→ **Information shown**:
####
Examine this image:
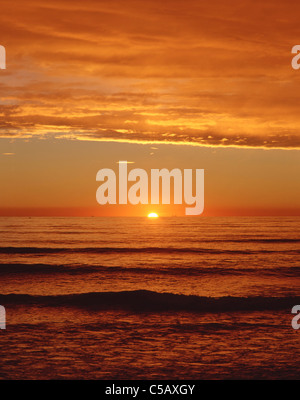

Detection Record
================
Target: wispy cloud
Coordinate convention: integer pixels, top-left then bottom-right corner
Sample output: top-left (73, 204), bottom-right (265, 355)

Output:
top-left (0, 0), bottom-right (300, 148)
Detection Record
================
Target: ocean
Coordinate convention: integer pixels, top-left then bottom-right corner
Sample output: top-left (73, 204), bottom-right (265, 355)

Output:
top-left (0, 217), bottom-right (300, 379)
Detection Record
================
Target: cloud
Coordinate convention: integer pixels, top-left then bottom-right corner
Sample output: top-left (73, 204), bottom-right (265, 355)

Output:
top-left (0, 0), bottom-right (300, 148)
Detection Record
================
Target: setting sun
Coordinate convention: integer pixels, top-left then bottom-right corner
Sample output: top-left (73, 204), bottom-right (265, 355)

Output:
top-left (148, 213), bottom-right (158, 218)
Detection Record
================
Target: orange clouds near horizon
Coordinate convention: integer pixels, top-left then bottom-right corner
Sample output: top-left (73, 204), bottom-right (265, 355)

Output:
top-left (0, 0), bottom-right (300, 149)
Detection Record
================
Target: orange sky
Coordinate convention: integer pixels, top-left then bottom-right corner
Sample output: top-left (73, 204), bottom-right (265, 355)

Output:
top-left (0, 0), bottom-right (300, 214)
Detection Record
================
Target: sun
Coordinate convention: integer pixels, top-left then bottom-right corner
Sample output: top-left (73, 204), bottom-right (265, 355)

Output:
top-left (148, 213), bottom-right (158, 218)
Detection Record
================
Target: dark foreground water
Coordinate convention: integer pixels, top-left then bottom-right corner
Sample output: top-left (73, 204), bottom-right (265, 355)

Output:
top-left (0, 217), bottom-right (300, 379)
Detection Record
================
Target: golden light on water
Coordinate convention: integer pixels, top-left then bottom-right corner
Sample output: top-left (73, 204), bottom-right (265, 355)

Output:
top-left (148, 213), bottom-right (158, 218)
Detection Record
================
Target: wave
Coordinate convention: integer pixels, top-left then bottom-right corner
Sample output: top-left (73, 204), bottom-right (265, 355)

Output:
top-left (0, 290), bottom-right (300, 313)
top-left (0, 263), bottom-right (300, 277)
top-left (0, 247), bottom-right (300, 254)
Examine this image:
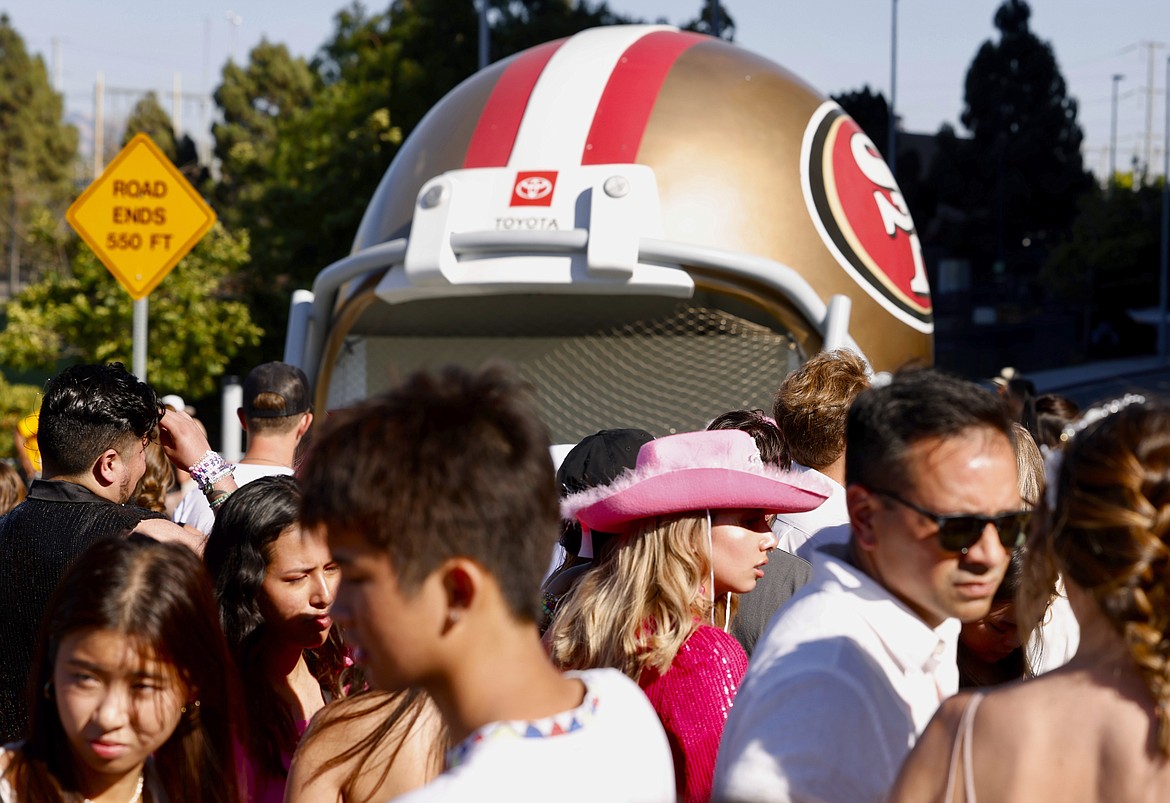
####
→ **Directions for this task**:
Which lines of the material above contain the string "water"? Report each of those lines in full, treating uppercase and lowercase letters as different.

→ **Result below**:
Target: dark foreground water
Target: golden light on water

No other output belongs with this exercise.